Region labeling records:
>> Start

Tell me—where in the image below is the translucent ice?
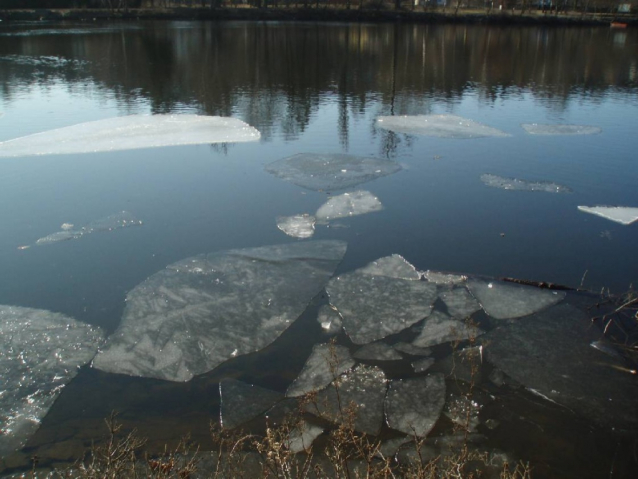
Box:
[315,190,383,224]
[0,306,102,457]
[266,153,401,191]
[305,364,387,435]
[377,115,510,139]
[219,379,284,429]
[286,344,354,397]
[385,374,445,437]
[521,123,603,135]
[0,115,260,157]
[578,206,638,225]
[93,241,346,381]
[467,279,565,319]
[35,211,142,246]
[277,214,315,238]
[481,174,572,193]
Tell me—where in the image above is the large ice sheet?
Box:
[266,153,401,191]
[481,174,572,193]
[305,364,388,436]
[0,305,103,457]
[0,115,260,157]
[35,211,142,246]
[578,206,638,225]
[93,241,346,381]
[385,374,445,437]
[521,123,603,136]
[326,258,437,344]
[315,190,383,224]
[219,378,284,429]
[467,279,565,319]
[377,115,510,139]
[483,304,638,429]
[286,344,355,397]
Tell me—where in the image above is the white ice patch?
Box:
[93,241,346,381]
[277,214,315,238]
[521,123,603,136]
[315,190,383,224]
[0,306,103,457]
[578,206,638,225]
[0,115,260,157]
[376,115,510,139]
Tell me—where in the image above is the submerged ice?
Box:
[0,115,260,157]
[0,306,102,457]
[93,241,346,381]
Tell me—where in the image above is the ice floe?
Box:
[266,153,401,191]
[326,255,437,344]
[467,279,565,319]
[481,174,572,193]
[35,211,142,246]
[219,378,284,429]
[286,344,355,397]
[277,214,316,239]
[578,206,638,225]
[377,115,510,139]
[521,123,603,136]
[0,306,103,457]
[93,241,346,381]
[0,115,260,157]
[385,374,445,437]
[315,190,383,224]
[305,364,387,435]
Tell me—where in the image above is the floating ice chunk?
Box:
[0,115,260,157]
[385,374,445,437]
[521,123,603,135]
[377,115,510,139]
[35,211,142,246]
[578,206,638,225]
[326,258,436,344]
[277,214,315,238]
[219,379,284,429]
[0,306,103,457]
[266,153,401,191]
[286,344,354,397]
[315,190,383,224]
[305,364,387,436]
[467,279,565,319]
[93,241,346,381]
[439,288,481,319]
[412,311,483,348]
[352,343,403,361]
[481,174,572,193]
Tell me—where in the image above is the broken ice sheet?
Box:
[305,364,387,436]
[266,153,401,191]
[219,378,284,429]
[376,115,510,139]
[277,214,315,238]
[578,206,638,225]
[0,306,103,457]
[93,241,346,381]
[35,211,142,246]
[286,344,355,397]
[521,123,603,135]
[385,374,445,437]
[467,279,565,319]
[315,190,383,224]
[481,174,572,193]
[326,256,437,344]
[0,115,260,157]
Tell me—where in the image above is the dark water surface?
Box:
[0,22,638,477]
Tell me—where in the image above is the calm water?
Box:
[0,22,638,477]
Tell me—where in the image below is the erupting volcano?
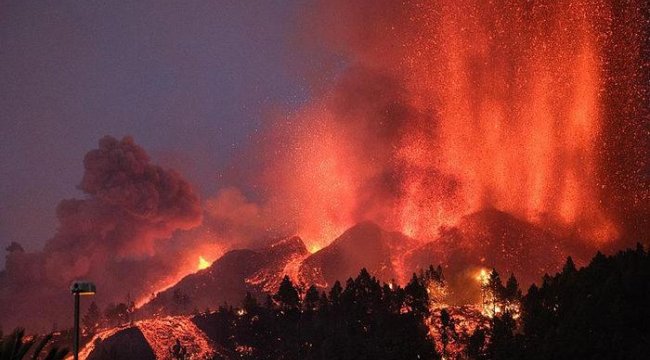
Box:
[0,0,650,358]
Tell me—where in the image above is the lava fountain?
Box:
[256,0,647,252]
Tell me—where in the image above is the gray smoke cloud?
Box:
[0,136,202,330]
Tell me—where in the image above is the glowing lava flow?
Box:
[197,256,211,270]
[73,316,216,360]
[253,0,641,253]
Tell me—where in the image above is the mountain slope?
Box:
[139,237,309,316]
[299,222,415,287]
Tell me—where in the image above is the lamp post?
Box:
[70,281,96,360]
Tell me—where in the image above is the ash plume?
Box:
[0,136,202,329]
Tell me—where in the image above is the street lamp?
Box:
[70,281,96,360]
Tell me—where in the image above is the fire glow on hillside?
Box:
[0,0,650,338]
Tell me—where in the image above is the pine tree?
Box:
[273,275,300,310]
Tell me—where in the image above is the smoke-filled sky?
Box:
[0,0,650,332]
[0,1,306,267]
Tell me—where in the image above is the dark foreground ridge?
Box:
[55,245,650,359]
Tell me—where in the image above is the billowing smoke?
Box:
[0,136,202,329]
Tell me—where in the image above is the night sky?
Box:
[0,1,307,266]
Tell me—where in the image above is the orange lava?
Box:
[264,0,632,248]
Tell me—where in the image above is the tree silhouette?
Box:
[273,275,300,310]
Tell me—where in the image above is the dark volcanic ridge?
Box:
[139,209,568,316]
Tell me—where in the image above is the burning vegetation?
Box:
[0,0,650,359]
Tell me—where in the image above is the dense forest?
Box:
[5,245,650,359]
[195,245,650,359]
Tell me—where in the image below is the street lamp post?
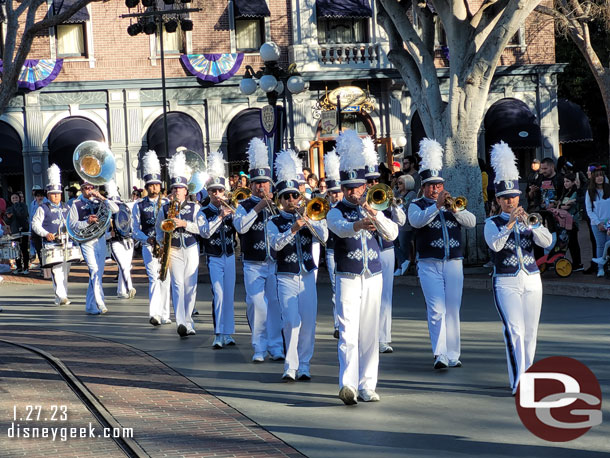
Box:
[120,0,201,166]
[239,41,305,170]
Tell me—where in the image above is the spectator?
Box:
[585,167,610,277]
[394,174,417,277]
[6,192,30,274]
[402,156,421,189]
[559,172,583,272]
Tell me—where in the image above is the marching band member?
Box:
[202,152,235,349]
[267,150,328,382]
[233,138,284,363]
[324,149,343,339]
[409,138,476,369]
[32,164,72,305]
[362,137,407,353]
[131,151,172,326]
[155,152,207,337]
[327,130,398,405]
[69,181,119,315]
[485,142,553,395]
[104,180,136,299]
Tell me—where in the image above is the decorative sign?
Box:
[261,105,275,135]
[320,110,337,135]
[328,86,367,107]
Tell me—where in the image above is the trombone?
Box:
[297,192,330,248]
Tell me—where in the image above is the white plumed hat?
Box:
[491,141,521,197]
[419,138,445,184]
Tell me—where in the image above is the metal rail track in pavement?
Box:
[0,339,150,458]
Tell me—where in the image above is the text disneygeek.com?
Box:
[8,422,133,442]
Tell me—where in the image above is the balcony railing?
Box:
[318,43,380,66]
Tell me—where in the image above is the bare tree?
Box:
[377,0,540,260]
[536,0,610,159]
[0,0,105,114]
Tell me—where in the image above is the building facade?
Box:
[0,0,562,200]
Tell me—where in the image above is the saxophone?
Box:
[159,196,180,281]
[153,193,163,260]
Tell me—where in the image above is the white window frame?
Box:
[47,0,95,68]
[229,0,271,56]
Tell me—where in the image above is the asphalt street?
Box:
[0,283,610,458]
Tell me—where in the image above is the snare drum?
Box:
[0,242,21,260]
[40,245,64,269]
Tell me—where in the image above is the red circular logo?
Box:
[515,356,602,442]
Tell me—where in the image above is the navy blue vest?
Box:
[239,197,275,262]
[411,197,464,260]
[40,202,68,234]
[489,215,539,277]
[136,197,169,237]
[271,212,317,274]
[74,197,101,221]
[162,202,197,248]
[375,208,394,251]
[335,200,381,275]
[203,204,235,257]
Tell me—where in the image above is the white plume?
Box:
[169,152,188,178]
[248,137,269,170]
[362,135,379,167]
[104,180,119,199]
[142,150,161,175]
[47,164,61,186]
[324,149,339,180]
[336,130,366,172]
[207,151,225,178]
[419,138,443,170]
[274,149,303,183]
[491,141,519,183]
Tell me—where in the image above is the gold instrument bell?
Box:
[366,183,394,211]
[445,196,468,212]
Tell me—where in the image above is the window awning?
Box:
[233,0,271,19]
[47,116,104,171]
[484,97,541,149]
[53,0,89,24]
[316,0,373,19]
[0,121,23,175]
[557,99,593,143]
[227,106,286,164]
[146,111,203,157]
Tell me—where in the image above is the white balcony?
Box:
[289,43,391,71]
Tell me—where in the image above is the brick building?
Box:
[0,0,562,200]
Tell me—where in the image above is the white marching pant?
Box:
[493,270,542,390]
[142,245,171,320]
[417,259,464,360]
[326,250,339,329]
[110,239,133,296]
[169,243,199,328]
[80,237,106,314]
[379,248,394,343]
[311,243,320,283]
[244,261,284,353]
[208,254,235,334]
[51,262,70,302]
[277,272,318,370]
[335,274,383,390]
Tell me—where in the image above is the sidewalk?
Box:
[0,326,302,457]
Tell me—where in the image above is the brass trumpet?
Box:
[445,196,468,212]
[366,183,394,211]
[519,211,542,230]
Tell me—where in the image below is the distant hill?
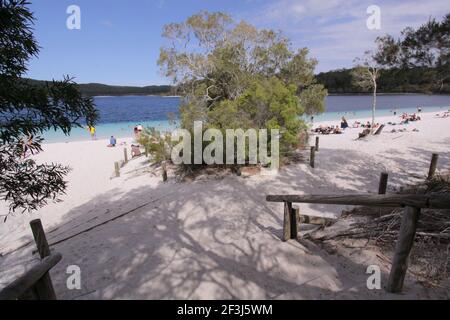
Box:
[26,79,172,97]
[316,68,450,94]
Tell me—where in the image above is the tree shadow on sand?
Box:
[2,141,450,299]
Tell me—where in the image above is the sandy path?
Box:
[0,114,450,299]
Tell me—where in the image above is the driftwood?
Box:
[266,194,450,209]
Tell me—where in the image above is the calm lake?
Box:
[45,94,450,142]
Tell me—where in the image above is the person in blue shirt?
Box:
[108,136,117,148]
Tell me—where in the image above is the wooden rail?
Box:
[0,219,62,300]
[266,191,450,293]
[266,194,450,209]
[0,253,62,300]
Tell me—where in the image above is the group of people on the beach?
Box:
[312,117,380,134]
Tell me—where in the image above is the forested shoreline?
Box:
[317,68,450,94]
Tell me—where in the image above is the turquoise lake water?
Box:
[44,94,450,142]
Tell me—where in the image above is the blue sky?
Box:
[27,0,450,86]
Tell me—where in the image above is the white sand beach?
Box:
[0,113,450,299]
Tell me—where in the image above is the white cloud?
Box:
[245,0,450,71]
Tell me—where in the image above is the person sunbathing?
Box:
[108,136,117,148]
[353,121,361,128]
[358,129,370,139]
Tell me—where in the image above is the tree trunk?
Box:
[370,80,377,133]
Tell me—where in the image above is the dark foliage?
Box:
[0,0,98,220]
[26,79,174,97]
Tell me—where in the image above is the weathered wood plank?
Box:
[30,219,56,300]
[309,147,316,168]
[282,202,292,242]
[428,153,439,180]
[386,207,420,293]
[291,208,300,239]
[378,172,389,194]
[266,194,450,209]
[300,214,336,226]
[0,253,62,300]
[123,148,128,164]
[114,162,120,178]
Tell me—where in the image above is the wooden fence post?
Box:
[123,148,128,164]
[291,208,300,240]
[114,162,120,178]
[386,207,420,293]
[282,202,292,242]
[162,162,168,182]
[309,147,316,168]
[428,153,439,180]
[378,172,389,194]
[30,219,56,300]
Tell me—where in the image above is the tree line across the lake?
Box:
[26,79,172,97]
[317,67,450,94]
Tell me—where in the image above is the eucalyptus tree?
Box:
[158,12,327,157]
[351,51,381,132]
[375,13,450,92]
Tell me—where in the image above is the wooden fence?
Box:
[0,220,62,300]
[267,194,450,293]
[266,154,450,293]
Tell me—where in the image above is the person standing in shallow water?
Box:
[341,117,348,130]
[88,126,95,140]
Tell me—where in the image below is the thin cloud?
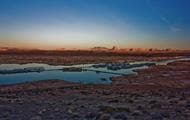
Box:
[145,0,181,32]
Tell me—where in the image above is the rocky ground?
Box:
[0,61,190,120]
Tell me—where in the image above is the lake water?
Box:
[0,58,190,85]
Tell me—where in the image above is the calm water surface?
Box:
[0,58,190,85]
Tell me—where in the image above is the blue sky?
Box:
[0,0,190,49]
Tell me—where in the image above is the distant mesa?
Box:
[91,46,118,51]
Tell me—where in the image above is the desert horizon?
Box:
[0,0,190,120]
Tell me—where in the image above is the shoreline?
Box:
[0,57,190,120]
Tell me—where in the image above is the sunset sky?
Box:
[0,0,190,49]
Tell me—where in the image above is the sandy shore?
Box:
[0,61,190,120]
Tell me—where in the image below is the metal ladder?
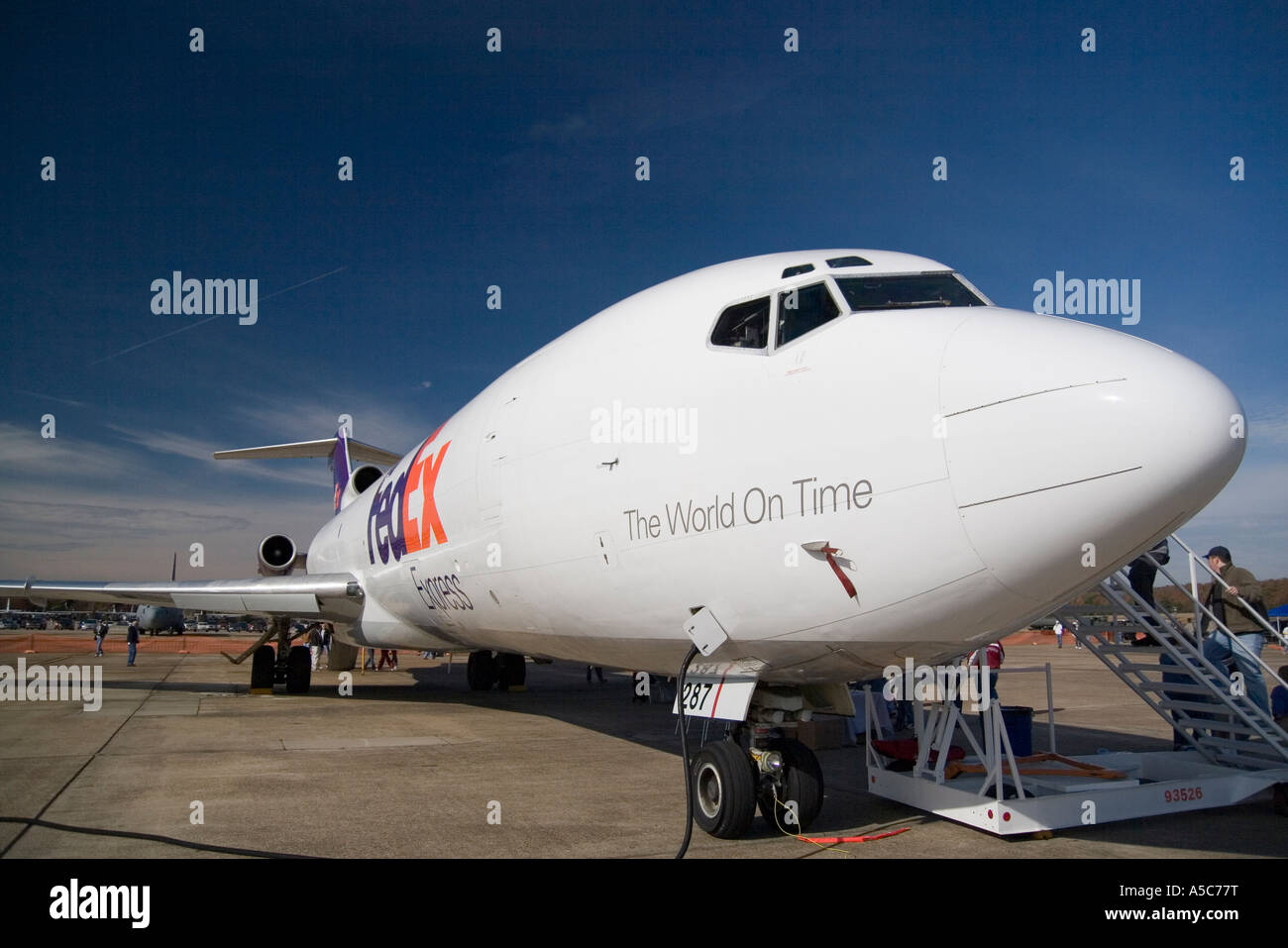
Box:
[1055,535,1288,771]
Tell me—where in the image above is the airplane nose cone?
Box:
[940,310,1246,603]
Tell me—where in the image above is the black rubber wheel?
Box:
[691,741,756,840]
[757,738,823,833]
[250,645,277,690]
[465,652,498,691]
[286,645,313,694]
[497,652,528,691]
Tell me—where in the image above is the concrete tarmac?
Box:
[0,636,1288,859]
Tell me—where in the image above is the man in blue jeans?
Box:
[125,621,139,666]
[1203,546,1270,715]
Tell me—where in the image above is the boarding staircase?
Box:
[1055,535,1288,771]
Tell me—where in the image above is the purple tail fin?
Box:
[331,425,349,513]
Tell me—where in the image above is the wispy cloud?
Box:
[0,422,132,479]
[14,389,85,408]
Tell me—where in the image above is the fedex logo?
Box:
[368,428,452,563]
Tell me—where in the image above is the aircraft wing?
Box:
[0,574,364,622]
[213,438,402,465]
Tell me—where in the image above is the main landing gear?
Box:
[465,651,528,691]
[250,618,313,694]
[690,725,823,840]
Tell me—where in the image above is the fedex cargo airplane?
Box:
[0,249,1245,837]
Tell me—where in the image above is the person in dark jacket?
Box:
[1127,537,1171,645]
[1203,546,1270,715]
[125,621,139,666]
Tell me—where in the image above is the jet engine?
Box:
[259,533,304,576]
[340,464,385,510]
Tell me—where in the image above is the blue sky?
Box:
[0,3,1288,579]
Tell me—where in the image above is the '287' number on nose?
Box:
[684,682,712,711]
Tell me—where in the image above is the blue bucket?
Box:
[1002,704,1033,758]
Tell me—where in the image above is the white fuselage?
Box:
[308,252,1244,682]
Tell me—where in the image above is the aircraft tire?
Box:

>> End

• **DESCRIPTION OF THE TASK**
Copy out the lines between the one containing "Tell me—where in the image above is the brick" and the one containing "[245,0,450,71]", inclusive, leaving out any line that stands in for a picture.

• **CORRECT RESULT**
Tell me—where in the image above is the brick building?
Box:
[0,0,562,200]
Tell me—where in the image above is the white marching pant?
Box:
[493,270,542,390]
[142,245,171,320]
[417,259,464,360]
[326,250,339,329]
[110,239,133,296]
[169,243,199,328]
[80,237,106,314]
[379,248,394,343]
[311,243,320,283]
[244,261,284,353]
[208,254,235,334]
[51,262,70,302]
[277,272,318,370]
[335,274,383,390]
Tell me—where in the image above is the sidewalk?
Box:
[0,326,302,457]
Tell me—where in the image above is the brass trumpet?
Box:
[445,196,468,212]
[366,183,394,211]
[519,211,542,230]
Tell me—where in the image below is the distant hill?
Box:
[26,79,172,97]
[316,68,450,94]
Tell me—where in the image above is the tree shadow on sand?
Box:
[2,141,450,299]
Tell me—where in the image above is the sandy path?
Box:
[0,114,450,299]
Tell me—where in the image above is the driftwood?
Box:
[266,194,450,209]
Tell me—where in the image above is the calm lake?
Box:
[45,94,450,142]
Tell me—where in the image above is the person in blue shirt?
Box:
[108,136,117,148]
Tell me—where in the image above is the wooden rail?
Box:
[0,219,62,300]
[266,191,450,293]
[266,194,450,209]
[0,253,62,300]
Tell me—where in the image above is the group of people on the beach?
Box:
[312,117,380,134]
Tell me—where in the image above is the forested shoreline?
Box:
[317,68,450,94]
Tell me—where in the image above is the turquoise lake water?
Box:
[44,94,450,142]
Tell me—where in the image above is the blue sky?
Box:
[27,0,450,86]
Tell me—where in the image above is the white sand beach?
Box:
[0,113,450,299]
Tell me—where in the image above is the white cloud?
Box:
[245,0,450,71]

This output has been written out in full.